● **Objective**: Your task is to output the listing word for word, with pictures excluded.

____

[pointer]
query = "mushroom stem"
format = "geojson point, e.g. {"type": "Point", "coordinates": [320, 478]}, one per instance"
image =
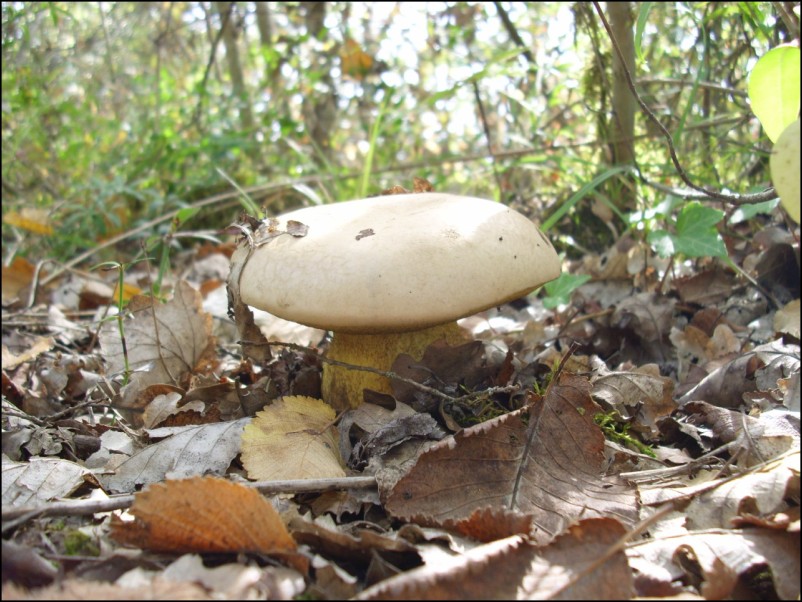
{"type": "Point", "coordinates": [343, 387]}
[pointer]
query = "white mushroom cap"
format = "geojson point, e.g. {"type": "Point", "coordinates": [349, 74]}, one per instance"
{"type": "Point", "coordinates": [396, 263]}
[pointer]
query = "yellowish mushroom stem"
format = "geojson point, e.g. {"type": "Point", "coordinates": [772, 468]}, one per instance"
{"type": "Point", "coordinates": [343, 387]}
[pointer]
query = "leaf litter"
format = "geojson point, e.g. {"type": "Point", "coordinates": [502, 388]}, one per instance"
{"type": "Point", "coordinates": [524, 477]}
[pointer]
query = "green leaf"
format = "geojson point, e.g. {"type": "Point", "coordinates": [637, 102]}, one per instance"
{"type": "Point", "coordinates": [774, 89]}
{"type": "Point", "coordinates": [558, 292]}
{"type": "Point", "coordinates": [696, 232]}
{"type": "Point", "coordinates": [586, 189]}
{"type": "Point", "coordinates": [662, 242]}
{"type": "Point", "coordinates": [747, 212]}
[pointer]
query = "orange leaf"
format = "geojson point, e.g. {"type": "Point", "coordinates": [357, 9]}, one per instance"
{"type": "Point", "coordinates": [31, 219]}
{"type": "Point", "coordinates": [356, 62]}
{"type": "Point", "coordinates": [204, 515]}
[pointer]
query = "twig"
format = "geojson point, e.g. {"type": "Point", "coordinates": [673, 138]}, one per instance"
{"type": "Point", "coordinates": [734, 199]}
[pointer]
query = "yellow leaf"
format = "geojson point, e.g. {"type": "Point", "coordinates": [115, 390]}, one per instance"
{"type": "Point", "coordinates": [293, 438]}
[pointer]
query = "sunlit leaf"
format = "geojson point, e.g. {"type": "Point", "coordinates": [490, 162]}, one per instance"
{"type": "Point", "coordinates": [774, 89]}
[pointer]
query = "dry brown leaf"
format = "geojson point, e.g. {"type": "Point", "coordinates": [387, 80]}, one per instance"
{"type": "Point", "coordinates": [203, 515]}
{"type": "Point", "coordinates": [640, 393]}
{"type": "Point", "coordinates": [646, 314]}
{"type": "Point", "coordinates": [513, 568]}
{"type": "Point", "coordinates": [717, 559]}
{"type": "Point", "coordinates": [38, 346]}
{"type": "Point", "coordinates": [786, 320]}
{"type": "Point", "coordinates": [358, 547]}
{"type": "Point", "coordinates": [490, 524]}
{"type": "Point", "coordinates": [550, 468]}
{"type": "Point", "coordinates": [293, 438]}
{"type": "Point", "coordinates": [39, 480]}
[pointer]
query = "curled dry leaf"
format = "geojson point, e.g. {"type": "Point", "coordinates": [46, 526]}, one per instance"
{"type": "Point", "coordinates": [39, 480]}
{"type": "Point", "coordinates": [188, 452]}
{"type": "Point", "coordinates": [293, 438]}
{"type": "Point", "coordinates": [717, 558]}
{"type": "Point", "coordinates": [203, 515]}
{"type": "Point", "coordinates": [513, 568]}
{"type": "Point", "coordinates": [640, 393]}
{"type": "Point", "coordinates": [544, 460]}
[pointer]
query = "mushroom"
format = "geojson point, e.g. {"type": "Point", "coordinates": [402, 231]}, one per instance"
{"type": "Point", "coordinates": [390, 275]}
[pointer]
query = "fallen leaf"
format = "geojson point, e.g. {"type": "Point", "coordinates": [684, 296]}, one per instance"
{"type": "Point", "coordinates": [293, 438]}
{"type": "Point", "coordinates": [203, 515]}
{"type": "Point", "coordinates": [190, 451]}
{"type": "Point", "coordinates": [513, 568]}
{"type": "Point", "coordinates": [717, 559]}
{"type": "Point", "coordinates": [164, 344]}
{"type": "Point", "coordinates": [39, 480]}
{"type": "Point", "coordinates": [543, 460]}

____

● **Correct answer**:
[pointer]
query = "mushroom stem"
format = "geojson point, e.g. {"type": "Point", "coordinates": [320, 478]}, one per instance"
image =
{"type": "Point", "coordinates": [343, 387]}
[pointer]
query = "white mushroom cap"
format = "geojson point, e.g. {"type": "Point", "coordinates": [349, 74]}, one per instance"
{"type": "Point", "coordinates": [396, 263]}
[pointer]
query = "yellowish mushroom stem"
format = "geojson point, e.g. {"type": "Point", "coordinates": [772, 468]}, one per instance"
{"type": "Point", "coordinates": [343, 387]}
[pointer]
query = "leaf litter"
format = "geojson point, e.g. {"type": "Point", "coordinates": [502, 388]}, one per instance"
{"type": "Point", "coordinates": [524, 477]}
[pointer]
query = "green leaf"
format = "geojson point, e.g. {"type": "Point", "coordinates": [637, 102]}, one per instance"
{"type": "Point", "coordinates": [774, 89]}
{"type": "Point", "coordinates": [558, 292]}
{"type": "Point", "coordinates": [696, 232]}
{"type": "Point", "coordinates": [586, 189]}
{"type": "Point", "coordinates": [662, 242]}
{"type": "Point", "coordinates": [747, 212]}
[pointer]
query = "orange leaf"
format = "geojson point, e.g. {"type": "Point", "coordinates": [357, 9]}, one per instance"
{"type": "Point", "coordinates": [31, 219]}
{"type": "Point", "coordinates": [356, 62]}
{"type": "Point", "coordinates": [204, 515]}
[pointer]
query = "twig"
format = "geojson point, e.g. {"type": "Point", "coordinates": [673, 138]}, one per instance"
{"type": "Point", "coordinates": [734, 199]}
[pointer]
query = "yellow leaf"
format = "geojson point, e.g. {"type": "Point", "coordinates": [115, 390]}, one per instance"
{"type": "Point", "coordinates": [293, 438]}
[pointer]
query = "sunlit leaf"
format = "geojson point, e.g. {"type": "Point", "coordinates": [490, 162]}, one per instance"
{"type": "Point", "coordinates": [774, 89]}
[pointer]
query = "dry brown leaf"
format = "geojson point, e.g. {"type": "Point", "coordinates": [387, 80]}, one per instance"
{"type": "Point", "coordinates": [203, 515]}
{"type": "Point", "coordinates": [640, 393]}
{"type": "Point", "coordinates": [646, 314]}
{"type": "Point", "coordinates": [513, 568]}
{"type": "Point", "coordinates": [717, 559]}
{"type": "Point", "coordinates": [38, 346]}
{"type": "Point", "coordinates": [786, 320]}
{"type": "Point", "coordinates": [358, 547]}
{"type": "Point", "coordinates": [490, 524]}
{"type": "Point", "coordinates": [550, 468]}
{"type": "Point", "coordinates": [293, 438]}
{"type": "Point", "coordinates": [39, 480]}
[pointer]
query = "curled dry leaf"
format = "geojson point, e.g. {"type": "Point", "coordinates": [46, 526]}, one per instance"
{"type": "Point", "coordinates": [39, 480]}
{"type": "Point", "coordinates": [188, 452]}
{"type": "Point", "coordinates": [293, 438]}
{"type": "Point", "coordinates": [717, 558]}
{"type": "Point", "coordinates": [203, 515]}
{"type": "Point", "coordinates": [513, 568]}
{"type": "Point", "coordinates": [640, 393]}
{"type": "Point", "coordinates": [544, 460]}
[pointer]
query = "mushroom"
format = "geojson point, e.g. {"type": "Point", "coordinates": [402, 231]}, one per instance"
{"type": "Point", "coordinates": [390, 275]}
[pointer]
query = "fallen leaf"
format = "geojson point, e.g. {"type": "Point", "coordinates": [684, 296]}, one per instance"
{"type": "Point", "coordinates": [293, 438]}
{"type": "Point", "coordinates": [203, 515]}
{"type": "Point", "coordinates": [190, 451]}
{"type": "Point", "coordinates": [513, 568]}
{"type": "Point", "coordinates": [717, 559]}
{"type": "Point", "coordinates": [164, 344]}
{"type": "Point", "coordinates": [39, 480]}
{"type": "Point", "coordinates": [543, 460]}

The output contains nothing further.